* [Exercise prompt] Reproduce the part of the items that opens with the line containing "Place one keypoint on each instance of the short haircut" and closes at the end of the items, keeping every line. Scale each x and y coordinate by 0.2 and round the result to the nearest whole number, rounding halves up.

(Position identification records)
● ● ● ● ● ● ●

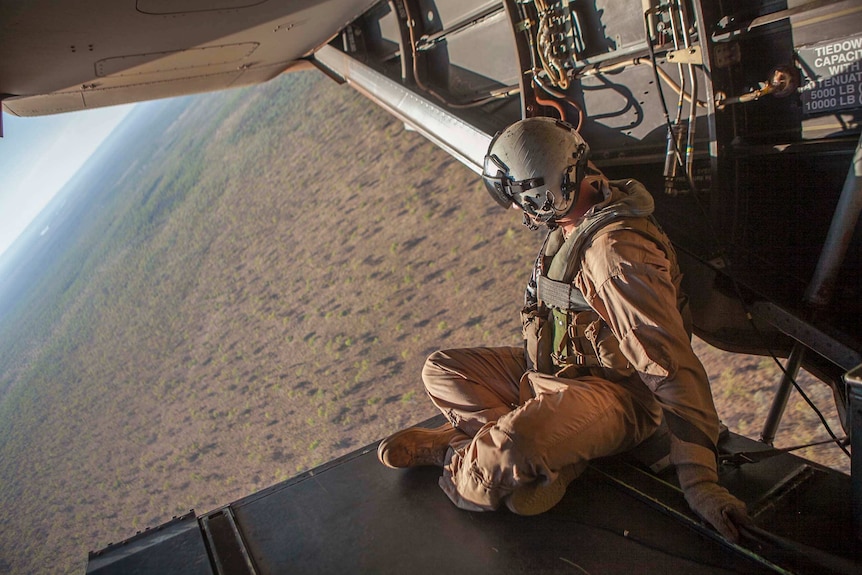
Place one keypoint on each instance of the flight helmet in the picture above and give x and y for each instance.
(537, 164)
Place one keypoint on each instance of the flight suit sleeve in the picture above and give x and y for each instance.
(628, 280)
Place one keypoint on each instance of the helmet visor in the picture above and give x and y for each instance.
(494, 175)
(500, 184)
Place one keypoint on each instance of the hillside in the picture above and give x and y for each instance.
(247, 289)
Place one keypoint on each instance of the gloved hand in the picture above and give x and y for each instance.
(715, 504)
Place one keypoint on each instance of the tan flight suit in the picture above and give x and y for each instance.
(523, 426)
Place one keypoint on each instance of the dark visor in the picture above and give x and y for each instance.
(501, 186)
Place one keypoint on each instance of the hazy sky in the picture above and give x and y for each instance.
(39, 155)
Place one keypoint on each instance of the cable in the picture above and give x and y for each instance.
(718, 242)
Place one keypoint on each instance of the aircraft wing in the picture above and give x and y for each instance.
(67, 56)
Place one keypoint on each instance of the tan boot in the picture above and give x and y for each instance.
(538, 497)
(417, 446)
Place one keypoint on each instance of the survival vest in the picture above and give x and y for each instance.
(563, 335)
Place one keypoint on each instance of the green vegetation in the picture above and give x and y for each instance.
(219, 313)
(246, 286)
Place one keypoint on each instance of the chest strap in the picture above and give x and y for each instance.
(561, 295)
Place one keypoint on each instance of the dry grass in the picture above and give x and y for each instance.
(255, 297)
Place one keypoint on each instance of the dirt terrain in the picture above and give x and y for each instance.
(254, 298)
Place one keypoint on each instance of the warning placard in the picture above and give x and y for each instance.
(832, 75)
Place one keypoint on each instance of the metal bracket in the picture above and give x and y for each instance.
(691, 55)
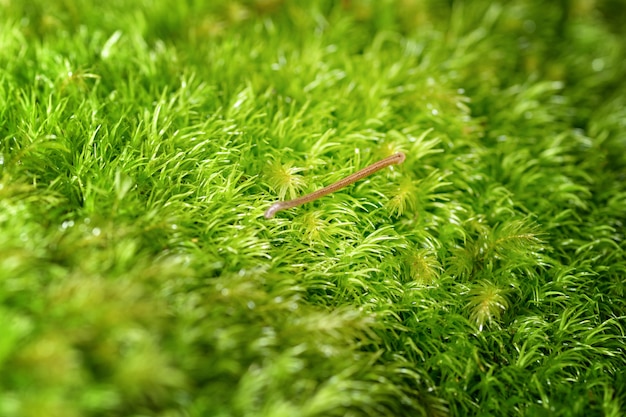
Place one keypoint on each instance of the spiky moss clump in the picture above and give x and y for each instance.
(141, 143)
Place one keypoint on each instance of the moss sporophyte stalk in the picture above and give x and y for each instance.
(141, 142)
(396, 158)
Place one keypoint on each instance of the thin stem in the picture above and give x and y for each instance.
(396, 158)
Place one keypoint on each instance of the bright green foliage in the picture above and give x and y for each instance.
(141, 142)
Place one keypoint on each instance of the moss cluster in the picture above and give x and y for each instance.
(141, 142)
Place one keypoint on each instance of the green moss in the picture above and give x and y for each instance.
(140, 144)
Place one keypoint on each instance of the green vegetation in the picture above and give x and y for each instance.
(141, 142)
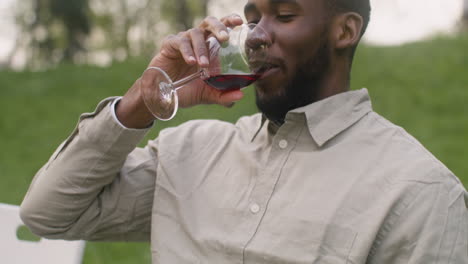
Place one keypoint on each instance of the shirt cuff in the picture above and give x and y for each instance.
(114, 115)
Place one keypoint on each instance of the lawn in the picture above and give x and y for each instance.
(422, 87)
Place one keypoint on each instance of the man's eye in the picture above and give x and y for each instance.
(286, 18)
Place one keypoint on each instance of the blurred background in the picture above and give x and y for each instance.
(60, 58)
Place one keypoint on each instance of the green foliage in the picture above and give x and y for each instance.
(422, 87)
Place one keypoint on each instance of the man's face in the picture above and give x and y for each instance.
(298, 55)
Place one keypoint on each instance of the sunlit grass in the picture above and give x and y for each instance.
(422, 87)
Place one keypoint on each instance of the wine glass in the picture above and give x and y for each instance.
(234, 64)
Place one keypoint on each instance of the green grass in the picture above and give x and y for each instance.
(422, 87)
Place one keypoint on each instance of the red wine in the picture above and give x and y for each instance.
(226, 82)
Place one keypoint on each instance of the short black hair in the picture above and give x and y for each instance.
(361, 7)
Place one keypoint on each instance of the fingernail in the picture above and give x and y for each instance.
(204, 60)
(223, 34)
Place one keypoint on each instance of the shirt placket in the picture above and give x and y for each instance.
(282, 144)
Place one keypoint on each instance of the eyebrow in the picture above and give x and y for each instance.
(252, 6)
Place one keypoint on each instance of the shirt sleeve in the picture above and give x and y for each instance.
(96, 186)
(432, 229)
(114, 115)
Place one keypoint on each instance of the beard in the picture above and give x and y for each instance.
(301, 90)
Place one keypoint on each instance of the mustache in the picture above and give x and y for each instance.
(261, 65)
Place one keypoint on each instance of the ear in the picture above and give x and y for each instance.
(347, 28)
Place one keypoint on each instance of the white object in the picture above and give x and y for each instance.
(16, 251)
(394, 22)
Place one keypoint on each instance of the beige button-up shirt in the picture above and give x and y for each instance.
(336, 183)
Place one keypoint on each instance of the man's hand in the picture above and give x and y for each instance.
(181, 55)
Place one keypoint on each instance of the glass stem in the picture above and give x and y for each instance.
(178, 84)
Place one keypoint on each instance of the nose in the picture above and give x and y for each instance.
(258, 38)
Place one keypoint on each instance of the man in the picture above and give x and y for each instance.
(318, 177)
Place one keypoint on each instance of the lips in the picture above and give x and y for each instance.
(263, 68)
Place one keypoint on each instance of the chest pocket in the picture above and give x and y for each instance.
(301, 242)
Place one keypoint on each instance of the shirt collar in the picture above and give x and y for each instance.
(331, 116)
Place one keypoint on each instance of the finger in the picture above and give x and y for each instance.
(183, 45)
(212, 25)
(232, 20)
(199, 46)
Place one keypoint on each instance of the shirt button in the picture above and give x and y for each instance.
(283, 143)
(254, 208)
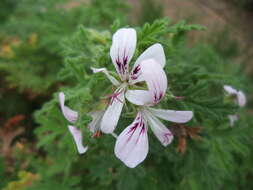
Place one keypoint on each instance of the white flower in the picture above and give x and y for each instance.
(132, 144)
(72, 117)
(121, 52)
(240, 100)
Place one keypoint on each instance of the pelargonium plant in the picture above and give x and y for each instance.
(143, 88)
(148, 74)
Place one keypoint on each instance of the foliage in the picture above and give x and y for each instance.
(30, 53)
(198, 74)
(49, 46)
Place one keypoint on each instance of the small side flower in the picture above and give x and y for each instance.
(72, 117)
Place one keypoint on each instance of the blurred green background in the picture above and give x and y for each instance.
(39, 42)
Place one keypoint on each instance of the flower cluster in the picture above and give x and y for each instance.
(132, 145)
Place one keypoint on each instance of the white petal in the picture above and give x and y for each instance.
(232, 119)
(132, 144)
(241, 98)
(122, 50)
(161, 132)
(68, 113)
(155, 78)
(77, 135)
(112, 114)
(94, 125)
(230, 89)
(110, 77)
(172, 115)
(155, 52)
(139, 97)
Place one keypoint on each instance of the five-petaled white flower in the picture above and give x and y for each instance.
(132, 144)
(72, 117)
(240, 99)
(121, 52)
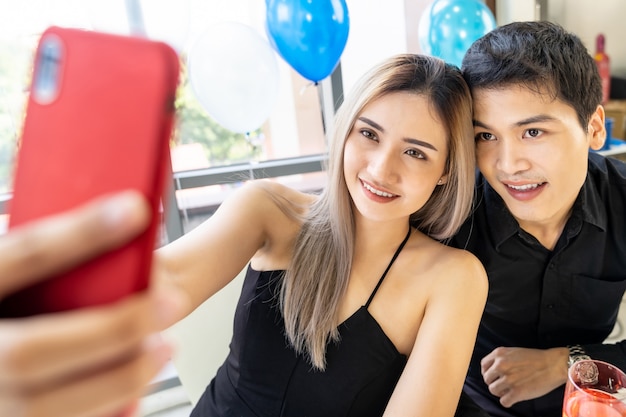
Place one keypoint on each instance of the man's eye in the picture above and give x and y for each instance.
(484, 136)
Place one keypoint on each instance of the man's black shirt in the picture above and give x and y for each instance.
(540, 298)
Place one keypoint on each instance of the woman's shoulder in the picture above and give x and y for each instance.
(446, 263)
(263, 194)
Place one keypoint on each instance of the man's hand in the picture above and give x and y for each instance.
(519, 374)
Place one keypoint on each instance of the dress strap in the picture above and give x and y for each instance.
(395, 255)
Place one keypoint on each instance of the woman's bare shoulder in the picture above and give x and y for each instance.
(447, 264)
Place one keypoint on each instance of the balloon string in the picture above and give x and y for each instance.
(308, 85)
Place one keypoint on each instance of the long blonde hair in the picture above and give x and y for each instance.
(317, 278)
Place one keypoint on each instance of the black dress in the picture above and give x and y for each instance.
(263, 375)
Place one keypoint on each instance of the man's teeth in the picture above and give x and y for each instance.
(377, 192)
(524, 187)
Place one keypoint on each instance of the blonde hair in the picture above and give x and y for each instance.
(317, 278)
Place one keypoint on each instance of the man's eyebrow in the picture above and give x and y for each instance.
(530, 120)
(413, 141)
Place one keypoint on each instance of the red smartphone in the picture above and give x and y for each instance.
(99, 118)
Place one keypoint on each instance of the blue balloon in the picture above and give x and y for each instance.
(448, 28)
(309, 34)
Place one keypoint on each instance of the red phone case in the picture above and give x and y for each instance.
(99, 118)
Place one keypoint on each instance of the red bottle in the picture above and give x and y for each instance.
(602, 62)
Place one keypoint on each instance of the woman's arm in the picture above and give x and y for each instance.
(203, 261)
(433, 377)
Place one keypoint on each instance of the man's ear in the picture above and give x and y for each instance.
(596, 129)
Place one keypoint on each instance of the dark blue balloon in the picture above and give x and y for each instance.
(309, 34)
(449, 27)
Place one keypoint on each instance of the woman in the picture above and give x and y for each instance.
(351, 306)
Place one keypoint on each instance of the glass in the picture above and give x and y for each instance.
(595, 389)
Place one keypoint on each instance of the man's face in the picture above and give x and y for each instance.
(533, 152)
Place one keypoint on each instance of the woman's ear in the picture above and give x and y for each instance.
(596, 129)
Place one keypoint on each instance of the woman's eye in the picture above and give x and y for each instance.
(415, 153)
(484, 136)
(369, 134)
(533, 133)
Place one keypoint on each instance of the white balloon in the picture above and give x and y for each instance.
(234, 74)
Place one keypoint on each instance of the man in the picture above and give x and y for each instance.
(550, 218)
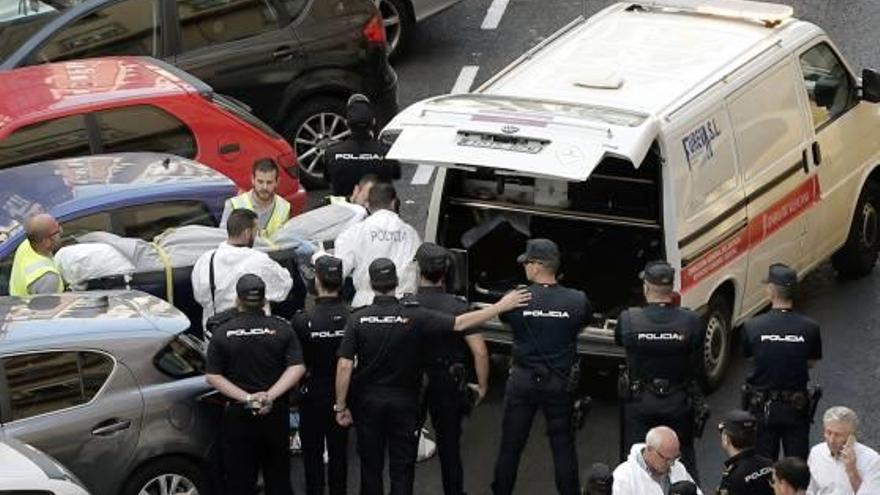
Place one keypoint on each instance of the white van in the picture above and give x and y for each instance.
(721, 135)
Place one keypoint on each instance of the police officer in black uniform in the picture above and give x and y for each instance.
(361, 154)
(783, 345)
(745, 472)
(254, 359)
(448, 394)
(664, 345)
(386, 337)
(543, 375)
(320, 331)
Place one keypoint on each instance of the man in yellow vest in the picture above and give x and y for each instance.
(34, 270)
(272, 210)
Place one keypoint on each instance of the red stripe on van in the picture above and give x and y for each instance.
(755, 232)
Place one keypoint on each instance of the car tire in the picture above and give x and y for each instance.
(717, 346)
(174, 474)
(399, 25)
(312, 127)
(859, 255)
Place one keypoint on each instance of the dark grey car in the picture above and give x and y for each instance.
(109, 384)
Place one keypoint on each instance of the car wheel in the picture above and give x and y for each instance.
(311, 129)
(859, 255)
(168, 476)
(717, 344)
(399, 25)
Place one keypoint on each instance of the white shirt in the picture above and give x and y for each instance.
(829, 474)
(381, 235)
(631, 477)
(230, 263)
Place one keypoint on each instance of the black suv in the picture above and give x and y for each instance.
(294, 62)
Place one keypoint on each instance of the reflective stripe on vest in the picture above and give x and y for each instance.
(280, 212)
(27, 267)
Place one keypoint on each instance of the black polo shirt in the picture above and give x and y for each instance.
(387, 337)
(547, 329)
(253, 350)
(782, 343)
(320, 331)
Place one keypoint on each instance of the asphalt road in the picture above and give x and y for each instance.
(850, 323)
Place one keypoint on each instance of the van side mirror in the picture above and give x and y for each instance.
(871, 85)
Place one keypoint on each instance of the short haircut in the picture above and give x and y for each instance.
(240, 220)
(265, 165)
(793, 471)
(382, 195)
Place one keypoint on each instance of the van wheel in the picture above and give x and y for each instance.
(857, 257)
(168, 476)
(311, 128)
(717, 344)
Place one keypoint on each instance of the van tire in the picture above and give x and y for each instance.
(859, 255)
(181, 468)
(718, 342)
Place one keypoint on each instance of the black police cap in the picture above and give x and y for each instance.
(382, 270)
(329, 269)
(251, 289)
(658, 273)
(432, 258)
(782, 275)
(540, 250)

● ● ● ● ● ● ●

* [Exercise response]
Place one keypoint on each instance of the short haircut in the picture above and give x and y for each instance.
(48, 44)
(53, 33)
(159, 94)
(76, 39)
Place one keypoint on each instance of the van wheel in the picture above and give x and y for each instance.
(171, 51)
(34, 95)
(62, 26)
(143, 69)
Place one keypoint on each instance of the van tire in the picture above and give x and y for each instance.
(172, 51)
(36, 94)
(144, 68)
Place one keypoint on each instance of the black police cap in the picture above and give x and y for each instance.
(76, 54)
(66, 54)
(50, 58)
(132, 55)
(86, 52)
(156, 55)
(108, 50)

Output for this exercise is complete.